Date: Friday 28th May 1999   Time: 00:15 BST
Macclesfield, Cheshire UK
Path: Overhead

Spanish Plume, intense enough to form a low centre
Duration: 2 hours 15 minutes
Type: Linear mid-level Multicell
Average lightning type: C-C Crawlers
Average discharge rate: 140s (approach) 145 s (overhead) 54 seconds (departure)
Footage Quality:
VHS / Hi-8


T0024 is the most photogenic thunderstorm I have filmed so far (1997-1999). Not the loudest which still goes to T0011, but the best displays of C-C spider-lightning were captured.

I was expecting a Spanish Plume outbreak for a couple of days following the forecast, with a broad elevated mixed layer coming in off Iberia destabilised by a sharpening trough extending from a parent Atlantic low (classic). I was so convinced something would happen I placed a bet with someone at school that it would happen (and clearly won).

The evening sky was humid and still, with advancing chaotic sky from the south heralding the approach of the upper trough which was lifting the entire atmosphere ahead of it. I had to wait up to see what would approach from the south.

When I saw a few flickers of lightning on the horizon at ten past midnight on the 28th it was game on! Remember, these were the days of no live radar loops - I had zero internet (an Amiga 1200 and no smart phone) - I was flying off whatever TV broadcasts I was able to catch, and Ceefax :)

When it came closer, large Anvil-crawling C-Cs with many branches were becoming visible in the distance to the south west. On final approach the cell was producing much larger C-Cs crawling across the sky followed by a strange ambient silence to the thunder, due to how high up in the atmosphere they were occurring. There wasn't much precipitation as the entire cell passed over Macclesfield, and it was actually showing signs of weakening at one point. With no latest radar imagery to ascertain what was happening out there, I believed that curtains were starting to draw on this cell.

DATA PROVIDED>
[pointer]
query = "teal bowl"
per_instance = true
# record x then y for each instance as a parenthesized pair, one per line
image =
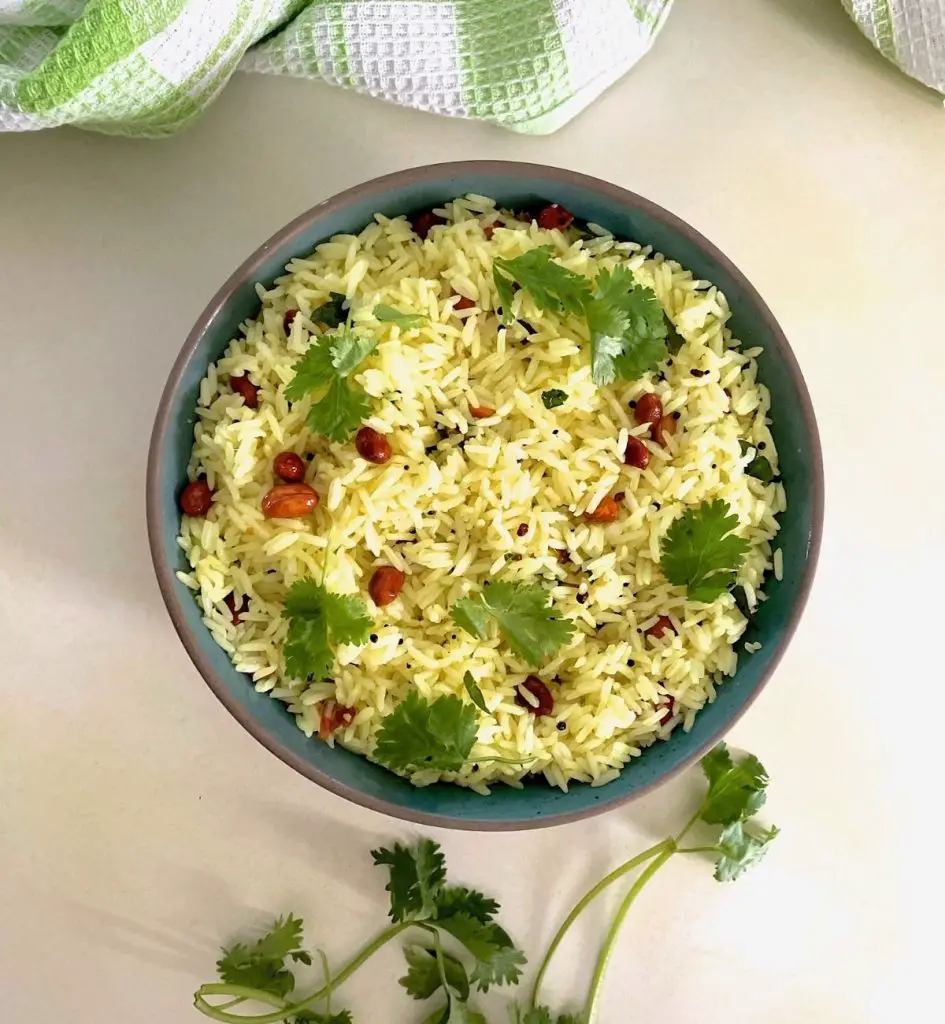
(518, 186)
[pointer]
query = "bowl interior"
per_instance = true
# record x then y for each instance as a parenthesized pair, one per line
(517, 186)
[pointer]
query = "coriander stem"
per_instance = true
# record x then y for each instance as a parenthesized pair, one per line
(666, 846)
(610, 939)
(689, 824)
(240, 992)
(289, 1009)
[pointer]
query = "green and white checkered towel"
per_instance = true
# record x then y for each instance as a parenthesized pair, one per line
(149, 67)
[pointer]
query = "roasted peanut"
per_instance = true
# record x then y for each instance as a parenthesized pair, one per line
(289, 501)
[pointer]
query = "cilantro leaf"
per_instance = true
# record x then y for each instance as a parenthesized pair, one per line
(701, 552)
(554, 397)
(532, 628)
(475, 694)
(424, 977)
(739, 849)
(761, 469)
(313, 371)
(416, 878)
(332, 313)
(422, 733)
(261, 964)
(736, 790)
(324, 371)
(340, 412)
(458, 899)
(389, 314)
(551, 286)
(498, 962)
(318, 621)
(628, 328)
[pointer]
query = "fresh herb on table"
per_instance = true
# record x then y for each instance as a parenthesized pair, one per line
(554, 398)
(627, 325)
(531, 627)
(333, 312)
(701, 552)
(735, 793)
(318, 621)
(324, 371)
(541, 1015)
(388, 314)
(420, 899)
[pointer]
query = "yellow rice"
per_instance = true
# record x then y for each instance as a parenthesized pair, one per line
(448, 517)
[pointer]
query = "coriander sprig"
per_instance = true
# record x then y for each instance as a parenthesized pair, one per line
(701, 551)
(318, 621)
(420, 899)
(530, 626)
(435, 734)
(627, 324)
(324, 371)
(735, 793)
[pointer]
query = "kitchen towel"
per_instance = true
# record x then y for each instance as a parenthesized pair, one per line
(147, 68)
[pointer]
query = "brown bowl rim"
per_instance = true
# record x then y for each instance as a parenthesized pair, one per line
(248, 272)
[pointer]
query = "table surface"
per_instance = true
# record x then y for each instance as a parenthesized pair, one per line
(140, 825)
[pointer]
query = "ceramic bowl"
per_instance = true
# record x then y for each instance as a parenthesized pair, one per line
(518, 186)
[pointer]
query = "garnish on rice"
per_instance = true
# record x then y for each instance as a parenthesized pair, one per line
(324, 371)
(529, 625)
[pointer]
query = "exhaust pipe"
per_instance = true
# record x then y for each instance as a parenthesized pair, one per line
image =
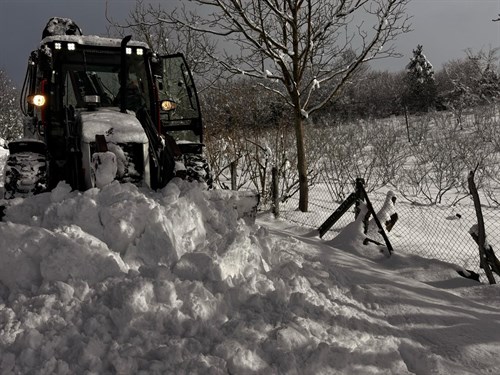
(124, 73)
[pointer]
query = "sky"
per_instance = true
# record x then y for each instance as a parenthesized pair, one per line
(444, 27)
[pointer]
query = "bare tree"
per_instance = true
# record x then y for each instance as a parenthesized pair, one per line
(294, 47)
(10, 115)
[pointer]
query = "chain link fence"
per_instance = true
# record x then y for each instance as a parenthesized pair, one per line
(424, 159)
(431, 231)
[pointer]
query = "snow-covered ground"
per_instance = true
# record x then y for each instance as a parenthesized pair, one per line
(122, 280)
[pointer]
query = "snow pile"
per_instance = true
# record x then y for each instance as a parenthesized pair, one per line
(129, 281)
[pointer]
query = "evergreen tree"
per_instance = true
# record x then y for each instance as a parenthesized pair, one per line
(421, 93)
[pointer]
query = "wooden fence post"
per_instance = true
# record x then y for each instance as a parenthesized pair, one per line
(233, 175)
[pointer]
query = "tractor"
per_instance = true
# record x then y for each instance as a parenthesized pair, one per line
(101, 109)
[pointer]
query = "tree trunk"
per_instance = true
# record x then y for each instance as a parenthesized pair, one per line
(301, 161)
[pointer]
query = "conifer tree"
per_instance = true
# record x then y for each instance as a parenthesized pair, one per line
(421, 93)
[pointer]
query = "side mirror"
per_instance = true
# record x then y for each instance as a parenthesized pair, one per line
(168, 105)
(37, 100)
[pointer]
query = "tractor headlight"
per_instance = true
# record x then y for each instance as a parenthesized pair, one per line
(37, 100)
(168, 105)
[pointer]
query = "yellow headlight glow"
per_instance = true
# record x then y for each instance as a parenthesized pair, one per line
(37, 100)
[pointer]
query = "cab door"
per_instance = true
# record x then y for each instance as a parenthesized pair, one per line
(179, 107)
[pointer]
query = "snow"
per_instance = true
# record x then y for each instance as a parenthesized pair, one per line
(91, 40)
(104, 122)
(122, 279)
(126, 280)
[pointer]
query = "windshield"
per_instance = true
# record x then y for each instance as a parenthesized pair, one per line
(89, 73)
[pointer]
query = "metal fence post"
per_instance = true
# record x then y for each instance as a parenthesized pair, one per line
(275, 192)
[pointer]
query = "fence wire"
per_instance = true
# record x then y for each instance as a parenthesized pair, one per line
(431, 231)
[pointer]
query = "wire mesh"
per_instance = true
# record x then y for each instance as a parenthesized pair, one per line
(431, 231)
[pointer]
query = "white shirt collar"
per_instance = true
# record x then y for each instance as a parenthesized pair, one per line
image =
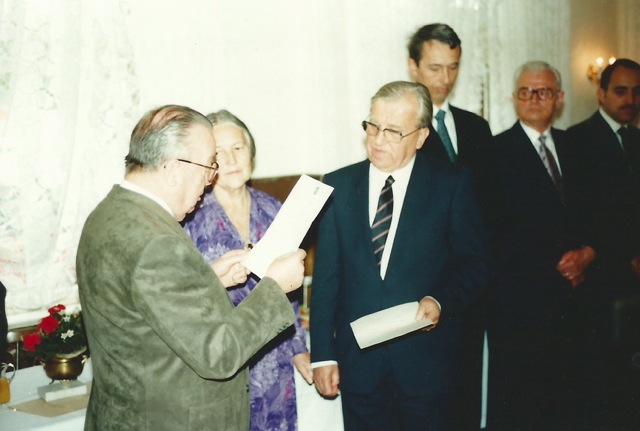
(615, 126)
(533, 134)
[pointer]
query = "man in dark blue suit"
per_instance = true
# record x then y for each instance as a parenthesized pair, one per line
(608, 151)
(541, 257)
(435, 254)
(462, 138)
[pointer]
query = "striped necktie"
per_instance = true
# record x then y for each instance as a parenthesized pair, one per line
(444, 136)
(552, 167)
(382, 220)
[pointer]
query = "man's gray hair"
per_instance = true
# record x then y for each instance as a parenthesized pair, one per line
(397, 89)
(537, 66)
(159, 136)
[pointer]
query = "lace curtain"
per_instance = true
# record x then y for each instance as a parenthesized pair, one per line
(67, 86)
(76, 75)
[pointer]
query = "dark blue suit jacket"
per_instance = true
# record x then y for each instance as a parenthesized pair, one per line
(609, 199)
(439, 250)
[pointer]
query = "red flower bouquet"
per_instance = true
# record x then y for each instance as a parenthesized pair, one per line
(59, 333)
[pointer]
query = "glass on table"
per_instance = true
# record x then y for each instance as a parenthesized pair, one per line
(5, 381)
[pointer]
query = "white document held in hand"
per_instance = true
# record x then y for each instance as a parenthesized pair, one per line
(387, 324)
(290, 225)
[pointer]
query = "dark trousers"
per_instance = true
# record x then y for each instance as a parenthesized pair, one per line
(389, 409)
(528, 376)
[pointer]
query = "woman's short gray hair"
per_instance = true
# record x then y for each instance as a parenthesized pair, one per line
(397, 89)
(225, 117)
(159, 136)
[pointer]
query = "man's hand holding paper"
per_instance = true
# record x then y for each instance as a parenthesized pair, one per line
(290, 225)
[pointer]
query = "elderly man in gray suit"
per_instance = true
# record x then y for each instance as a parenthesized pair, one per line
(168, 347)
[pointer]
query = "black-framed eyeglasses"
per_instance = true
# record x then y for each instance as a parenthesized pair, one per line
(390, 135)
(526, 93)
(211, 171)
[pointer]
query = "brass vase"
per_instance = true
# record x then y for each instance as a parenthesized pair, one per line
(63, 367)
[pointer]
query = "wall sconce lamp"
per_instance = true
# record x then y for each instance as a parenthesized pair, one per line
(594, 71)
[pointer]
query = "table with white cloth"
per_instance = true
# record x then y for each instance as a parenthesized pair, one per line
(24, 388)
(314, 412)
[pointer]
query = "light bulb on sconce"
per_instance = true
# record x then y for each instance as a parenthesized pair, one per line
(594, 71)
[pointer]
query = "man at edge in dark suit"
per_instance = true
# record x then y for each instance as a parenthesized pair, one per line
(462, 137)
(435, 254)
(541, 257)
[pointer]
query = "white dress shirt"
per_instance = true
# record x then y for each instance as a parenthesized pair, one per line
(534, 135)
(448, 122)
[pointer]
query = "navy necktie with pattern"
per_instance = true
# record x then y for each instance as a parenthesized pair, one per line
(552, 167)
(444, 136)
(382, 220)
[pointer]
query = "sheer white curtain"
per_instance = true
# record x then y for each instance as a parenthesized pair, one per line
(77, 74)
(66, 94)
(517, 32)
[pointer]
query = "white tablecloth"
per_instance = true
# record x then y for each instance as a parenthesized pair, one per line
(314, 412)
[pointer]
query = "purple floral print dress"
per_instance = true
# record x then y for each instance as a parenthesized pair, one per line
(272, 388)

WHAT TO PRODUCE> Repeat, word for word, the part of the thunderstorm account that begins at the words "Date: Friday 28th" and stops after "spider-lightning were captured.".

OUTPUT OF THE TASK>
Date: Friday 28th May 1999   Time: 00:15 BST
Macclesfield, Cheshire UK
Path: Overhead

Spanish Plume, intense enough to form a low centre
Duration: 2 hours 15 minutes
Type: Linear mid-level Multicell
Average lightning type: C-C Crawlers
Average discharge rate: 140s (approach) 145 s (overhead) 54 seconds (departure)
Footage Quality:
VHS / Hi-8


T0024 is the most photogenic thunderstorm I have filmed so far (1997-1999). Not the loudest which still goes to T0011, but the best displays of C-C spider-lightning were captured.